Directions for this task:
Count every line of the data that includes "segment". State only the number.

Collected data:
..............................
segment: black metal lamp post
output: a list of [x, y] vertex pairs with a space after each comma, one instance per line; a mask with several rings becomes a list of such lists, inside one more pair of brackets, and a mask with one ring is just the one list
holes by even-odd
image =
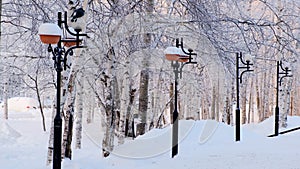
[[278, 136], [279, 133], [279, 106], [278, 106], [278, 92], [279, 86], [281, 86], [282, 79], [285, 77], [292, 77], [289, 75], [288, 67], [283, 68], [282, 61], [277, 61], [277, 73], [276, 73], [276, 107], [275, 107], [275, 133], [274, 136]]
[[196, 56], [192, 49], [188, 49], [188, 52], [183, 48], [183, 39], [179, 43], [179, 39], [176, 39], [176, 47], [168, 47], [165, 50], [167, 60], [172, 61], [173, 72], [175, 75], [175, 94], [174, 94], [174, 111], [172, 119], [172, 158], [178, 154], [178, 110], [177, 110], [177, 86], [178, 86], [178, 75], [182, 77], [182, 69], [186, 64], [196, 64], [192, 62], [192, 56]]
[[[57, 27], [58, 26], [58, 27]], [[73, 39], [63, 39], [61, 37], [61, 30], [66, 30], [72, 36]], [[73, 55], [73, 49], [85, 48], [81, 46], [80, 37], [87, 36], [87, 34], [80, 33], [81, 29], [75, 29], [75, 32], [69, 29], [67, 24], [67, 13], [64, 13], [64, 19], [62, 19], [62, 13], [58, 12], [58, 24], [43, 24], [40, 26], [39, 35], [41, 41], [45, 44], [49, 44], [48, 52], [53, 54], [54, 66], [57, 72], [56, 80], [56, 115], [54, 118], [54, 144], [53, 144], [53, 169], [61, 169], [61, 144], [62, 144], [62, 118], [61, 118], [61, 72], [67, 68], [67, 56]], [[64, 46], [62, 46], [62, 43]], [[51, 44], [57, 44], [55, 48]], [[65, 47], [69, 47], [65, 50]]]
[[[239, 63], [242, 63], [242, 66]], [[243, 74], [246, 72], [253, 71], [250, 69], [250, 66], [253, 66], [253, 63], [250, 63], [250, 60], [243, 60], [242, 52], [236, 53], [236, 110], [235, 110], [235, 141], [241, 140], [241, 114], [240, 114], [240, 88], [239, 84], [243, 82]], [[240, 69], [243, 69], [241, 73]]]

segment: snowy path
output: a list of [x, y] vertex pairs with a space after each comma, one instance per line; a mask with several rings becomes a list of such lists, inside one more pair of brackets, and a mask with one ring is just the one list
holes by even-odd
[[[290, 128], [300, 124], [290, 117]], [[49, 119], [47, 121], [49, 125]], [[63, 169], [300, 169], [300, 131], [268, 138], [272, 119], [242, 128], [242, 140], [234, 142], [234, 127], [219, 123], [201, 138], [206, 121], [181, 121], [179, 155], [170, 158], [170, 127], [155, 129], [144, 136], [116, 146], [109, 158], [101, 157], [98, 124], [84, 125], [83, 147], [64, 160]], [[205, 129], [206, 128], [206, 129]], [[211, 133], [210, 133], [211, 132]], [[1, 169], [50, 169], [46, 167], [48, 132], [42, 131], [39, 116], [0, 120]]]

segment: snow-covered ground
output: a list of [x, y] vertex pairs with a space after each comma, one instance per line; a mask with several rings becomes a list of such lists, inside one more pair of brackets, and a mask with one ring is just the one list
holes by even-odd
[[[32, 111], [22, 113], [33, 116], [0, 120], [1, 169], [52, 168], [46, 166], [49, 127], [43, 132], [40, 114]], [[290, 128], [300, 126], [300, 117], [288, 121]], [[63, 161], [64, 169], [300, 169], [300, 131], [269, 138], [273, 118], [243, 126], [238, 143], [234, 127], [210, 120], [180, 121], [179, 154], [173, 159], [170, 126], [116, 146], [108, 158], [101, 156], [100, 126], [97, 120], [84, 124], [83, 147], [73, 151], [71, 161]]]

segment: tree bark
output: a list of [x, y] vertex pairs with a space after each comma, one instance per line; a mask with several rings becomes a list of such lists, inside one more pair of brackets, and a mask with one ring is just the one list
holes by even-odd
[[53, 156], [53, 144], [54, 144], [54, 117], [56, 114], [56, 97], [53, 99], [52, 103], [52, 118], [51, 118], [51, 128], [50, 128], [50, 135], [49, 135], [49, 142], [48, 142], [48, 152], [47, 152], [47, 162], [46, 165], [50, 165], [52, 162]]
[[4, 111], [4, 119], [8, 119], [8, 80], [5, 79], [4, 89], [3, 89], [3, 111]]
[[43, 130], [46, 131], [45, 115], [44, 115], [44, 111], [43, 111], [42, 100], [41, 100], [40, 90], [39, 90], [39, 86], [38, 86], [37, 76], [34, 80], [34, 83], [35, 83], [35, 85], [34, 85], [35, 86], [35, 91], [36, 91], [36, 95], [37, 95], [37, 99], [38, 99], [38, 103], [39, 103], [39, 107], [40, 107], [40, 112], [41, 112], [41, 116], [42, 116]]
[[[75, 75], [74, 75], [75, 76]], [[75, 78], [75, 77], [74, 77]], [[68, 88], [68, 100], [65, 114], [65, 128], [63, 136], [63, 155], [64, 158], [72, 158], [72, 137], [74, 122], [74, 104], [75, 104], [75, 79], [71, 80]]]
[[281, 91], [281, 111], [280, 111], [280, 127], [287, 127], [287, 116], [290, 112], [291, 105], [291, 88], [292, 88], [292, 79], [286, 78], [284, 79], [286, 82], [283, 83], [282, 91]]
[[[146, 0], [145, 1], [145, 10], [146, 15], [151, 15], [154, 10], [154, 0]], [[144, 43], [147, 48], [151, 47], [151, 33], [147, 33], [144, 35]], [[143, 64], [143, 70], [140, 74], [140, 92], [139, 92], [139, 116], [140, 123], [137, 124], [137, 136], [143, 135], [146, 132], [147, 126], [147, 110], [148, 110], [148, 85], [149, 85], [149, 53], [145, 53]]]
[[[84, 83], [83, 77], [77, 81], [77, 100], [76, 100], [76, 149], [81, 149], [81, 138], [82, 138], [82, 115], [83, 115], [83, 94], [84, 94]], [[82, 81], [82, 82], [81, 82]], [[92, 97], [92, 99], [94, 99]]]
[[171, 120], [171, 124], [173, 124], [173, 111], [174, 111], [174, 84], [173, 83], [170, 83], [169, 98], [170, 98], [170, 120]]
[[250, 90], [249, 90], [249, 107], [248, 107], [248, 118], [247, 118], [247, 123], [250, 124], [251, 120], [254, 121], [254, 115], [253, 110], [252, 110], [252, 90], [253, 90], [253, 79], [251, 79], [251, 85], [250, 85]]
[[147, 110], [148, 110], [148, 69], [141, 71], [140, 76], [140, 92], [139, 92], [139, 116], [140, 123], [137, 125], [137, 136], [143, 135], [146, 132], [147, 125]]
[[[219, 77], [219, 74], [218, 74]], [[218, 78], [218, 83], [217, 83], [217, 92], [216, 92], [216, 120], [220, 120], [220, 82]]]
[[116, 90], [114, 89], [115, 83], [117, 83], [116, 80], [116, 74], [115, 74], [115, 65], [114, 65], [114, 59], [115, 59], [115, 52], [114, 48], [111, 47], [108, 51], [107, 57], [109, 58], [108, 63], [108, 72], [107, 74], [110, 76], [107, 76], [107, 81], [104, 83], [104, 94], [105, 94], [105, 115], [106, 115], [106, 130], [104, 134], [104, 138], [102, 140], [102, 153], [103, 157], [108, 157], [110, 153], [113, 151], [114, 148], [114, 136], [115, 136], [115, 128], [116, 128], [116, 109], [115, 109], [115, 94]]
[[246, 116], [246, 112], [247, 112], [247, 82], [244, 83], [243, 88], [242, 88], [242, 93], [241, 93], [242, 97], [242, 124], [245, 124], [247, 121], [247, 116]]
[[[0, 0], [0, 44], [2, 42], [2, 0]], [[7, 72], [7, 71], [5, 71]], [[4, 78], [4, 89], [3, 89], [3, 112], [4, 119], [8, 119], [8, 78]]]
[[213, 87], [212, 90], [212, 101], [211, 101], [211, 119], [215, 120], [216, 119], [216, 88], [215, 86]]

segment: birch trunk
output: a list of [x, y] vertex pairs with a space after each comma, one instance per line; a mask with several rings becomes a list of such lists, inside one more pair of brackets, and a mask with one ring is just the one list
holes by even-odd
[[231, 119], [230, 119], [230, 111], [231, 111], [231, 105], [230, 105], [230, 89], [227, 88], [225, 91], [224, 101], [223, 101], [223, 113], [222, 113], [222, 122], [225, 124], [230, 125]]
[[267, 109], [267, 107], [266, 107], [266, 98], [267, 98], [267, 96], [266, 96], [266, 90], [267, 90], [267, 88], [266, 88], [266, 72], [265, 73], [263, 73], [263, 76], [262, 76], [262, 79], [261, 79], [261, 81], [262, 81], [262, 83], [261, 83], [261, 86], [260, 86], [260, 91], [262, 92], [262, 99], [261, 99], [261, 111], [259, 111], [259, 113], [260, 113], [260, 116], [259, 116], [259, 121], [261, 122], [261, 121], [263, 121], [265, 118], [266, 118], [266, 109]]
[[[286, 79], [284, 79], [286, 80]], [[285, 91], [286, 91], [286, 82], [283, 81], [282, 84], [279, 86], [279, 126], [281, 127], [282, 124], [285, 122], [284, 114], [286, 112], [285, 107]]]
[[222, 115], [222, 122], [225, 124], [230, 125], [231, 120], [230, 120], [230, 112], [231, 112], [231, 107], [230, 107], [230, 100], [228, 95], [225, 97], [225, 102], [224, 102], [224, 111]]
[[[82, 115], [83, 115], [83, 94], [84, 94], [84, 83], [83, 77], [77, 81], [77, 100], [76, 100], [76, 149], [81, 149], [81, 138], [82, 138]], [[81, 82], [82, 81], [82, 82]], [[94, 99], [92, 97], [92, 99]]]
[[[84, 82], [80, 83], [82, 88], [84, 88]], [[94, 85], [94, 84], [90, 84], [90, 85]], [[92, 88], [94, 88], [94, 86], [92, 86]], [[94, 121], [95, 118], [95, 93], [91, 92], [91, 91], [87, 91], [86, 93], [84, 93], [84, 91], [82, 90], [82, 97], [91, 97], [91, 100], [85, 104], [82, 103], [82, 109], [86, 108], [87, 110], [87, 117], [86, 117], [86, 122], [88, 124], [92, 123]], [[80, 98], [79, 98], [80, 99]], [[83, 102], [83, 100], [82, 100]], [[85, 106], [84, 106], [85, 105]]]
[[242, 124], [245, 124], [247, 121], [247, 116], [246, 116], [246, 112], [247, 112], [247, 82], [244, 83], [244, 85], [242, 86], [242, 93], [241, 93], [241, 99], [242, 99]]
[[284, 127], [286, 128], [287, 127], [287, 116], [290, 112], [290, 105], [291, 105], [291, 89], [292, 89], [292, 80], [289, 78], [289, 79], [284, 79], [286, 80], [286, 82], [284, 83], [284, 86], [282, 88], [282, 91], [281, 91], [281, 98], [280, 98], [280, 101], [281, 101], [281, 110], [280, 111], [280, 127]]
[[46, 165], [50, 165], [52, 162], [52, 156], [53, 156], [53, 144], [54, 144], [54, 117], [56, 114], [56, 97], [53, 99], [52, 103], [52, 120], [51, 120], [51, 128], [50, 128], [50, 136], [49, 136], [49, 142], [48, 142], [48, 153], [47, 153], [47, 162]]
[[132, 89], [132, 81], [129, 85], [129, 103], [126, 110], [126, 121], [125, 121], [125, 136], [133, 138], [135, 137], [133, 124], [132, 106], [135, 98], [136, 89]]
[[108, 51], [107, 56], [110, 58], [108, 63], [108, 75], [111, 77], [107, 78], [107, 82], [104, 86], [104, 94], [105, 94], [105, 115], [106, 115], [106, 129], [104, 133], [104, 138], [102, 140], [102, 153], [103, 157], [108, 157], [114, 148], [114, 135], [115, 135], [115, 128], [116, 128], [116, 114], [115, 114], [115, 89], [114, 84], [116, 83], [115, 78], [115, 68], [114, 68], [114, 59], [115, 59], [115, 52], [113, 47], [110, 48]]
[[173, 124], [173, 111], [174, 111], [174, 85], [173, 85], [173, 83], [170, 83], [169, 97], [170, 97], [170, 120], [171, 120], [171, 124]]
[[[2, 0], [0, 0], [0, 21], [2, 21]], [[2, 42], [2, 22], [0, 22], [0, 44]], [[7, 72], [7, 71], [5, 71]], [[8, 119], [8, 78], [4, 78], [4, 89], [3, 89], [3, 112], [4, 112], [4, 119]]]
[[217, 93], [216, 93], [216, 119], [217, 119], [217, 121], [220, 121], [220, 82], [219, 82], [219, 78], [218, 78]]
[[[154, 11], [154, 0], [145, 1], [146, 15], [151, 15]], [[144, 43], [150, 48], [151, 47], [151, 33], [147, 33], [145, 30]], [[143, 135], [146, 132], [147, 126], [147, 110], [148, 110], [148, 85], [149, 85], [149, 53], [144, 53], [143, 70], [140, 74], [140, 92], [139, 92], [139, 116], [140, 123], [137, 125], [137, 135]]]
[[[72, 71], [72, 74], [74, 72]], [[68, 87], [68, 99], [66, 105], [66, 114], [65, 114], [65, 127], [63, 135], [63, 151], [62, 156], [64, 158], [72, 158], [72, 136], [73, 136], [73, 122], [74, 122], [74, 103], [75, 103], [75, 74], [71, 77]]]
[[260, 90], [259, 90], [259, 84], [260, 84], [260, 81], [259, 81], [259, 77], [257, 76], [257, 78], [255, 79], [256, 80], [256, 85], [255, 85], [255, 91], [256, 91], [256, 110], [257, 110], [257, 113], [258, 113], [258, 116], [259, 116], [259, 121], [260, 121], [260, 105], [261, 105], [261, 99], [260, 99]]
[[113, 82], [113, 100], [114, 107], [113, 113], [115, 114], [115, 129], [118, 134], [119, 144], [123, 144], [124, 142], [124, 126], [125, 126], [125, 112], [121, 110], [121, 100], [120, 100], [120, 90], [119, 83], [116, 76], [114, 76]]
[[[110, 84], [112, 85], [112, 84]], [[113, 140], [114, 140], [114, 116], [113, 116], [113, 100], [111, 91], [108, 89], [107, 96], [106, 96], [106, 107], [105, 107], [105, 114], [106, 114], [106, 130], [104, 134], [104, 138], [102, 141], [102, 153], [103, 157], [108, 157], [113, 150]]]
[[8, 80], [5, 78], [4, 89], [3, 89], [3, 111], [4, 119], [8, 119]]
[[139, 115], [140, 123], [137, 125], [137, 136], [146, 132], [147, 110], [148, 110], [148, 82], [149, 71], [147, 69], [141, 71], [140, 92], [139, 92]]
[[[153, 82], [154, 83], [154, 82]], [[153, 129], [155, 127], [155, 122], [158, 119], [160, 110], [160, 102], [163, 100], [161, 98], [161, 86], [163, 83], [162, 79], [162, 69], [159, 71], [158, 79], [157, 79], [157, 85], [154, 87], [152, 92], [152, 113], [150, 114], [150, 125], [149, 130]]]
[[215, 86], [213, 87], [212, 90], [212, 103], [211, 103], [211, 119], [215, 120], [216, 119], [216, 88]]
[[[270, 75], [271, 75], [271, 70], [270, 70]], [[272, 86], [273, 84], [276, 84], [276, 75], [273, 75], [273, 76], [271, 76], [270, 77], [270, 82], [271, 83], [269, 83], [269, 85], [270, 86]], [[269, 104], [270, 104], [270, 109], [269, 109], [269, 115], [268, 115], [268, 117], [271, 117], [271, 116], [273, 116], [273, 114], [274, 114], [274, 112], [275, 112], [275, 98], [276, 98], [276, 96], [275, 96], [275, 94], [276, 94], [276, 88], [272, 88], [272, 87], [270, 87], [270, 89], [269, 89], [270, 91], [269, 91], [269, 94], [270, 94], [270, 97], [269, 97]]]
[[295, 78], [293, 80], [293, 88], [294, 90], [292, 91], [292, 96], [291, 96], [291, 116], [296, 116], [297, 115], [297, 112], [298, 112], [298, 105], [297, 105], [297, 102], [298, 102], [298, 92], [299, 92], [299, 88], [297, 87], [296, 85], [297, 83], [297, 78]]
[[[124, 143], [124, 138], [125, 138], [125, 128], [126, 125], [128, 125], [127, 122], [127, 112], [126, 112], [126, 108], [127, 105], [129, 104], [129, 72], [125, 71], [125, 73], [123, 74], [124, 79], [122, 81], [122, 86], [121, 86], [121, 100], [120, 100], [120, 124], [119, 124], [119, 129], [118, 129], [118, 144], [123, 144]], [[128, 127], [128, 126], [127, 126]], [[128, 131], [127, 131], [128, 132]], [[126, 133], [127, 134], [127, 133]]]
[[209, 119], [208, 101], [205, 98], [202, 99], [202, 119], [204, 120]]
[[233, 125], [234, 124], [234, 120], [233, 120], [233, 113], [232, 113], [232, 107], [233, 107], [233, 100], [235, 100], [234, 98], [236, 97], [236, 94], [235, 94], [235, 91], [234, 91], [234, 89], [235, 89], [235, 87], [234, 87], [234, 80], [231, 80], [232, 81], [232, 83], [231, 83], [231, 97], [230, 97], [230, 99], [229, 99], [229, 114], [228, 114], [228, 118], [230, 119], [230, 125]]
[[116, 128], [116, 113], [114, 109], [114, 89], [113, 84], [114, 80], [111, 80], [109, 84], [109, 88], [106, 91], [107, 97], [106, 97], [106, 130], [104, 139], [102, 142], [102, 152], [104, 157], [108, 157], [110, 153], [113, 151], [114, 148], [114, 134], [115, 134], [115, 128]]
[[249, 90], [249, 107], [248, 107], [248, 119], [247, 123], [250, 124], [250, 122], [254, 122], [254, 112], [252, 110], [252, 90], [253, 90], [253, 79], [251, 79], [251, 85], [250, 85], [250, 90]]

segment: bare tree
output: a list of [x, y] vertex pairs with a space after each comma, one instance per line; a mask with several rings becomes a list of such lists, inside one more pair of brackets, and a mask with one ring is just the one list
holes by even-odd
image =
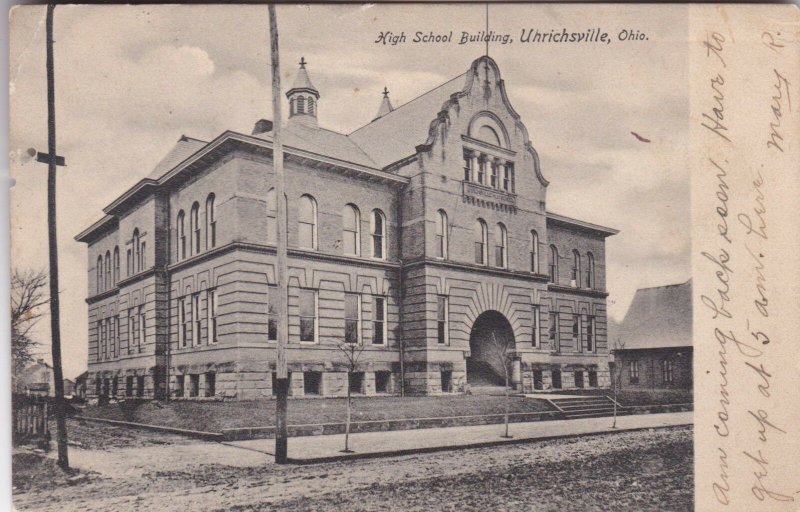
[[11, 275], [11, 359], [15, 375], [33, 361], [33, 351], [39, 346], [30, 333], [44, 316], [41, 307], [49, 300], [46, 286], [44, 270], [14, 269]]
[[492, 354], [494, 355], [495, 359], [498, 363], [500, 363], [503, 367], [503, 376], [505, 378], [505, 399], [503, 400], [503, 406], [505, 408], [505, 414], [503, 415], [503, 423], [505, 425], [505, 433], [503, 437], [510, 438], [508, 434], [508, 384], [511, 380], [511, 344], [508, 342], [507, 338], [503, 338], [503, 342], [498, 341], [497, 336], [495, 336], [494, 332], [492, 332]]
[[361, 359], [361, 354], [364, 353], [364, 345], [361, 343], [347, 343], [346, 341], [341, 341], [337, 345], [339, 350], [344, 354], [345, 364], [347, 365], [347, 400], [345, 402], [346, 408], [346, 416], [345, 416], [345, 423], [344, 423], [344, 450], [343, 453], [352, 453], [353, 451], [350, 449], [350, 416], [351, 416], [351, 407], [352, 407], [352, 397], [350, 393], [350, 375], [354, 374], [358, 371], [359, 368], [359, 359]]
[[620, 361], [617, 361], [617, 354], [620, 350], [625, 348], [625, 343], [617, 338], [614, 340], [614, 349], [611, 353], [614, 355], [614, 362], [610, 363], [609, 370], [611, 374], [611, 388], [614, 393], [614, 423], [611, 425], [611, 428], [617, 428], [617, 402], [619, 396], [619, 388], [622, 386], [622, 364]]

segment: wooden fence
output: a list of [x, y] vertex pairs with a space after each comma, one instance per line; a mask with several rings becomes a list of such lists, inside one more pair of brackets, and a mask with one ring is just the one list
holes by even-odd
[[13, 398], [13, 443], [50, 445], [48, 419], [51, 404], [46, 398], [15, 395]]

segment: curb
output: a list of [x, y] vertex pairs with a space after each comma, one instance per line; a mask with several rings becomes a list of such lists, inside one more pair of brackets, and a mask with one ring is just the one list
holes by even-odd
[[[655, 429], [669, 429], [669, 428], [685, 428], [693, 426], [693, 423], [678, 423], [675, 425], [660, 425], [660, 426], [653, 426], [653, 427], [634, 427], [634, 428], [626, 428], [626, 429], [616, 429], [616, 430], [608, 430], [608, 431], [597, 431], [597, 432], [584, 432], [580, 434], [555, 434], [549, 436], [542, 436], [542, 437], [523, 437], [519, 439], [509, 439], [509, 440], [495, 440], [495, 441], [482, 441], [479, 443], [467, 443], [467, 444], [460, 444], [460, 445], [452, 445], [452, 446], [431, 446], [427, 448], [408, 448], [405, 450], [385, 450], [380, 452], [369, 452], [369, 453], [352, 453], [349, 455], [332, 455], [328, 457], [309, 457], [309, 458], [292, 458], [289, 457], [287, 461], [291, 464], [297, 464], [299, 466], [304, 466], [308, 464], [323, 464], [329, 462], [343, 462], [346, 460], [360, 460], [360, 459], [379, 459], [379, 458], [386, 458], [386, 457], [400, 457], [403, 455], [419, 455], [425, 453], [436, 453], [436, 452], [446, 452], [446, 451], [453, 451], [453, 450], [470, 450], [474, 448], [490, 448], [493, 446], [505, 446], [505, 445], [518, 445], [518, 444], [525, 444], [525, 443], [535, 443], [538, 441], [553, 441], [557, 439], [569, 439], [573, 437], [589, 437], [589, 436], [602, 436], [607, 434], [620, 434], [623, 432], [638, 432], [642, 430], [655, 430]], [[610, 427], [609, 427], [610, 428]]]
..............................
Output of the exercise:
8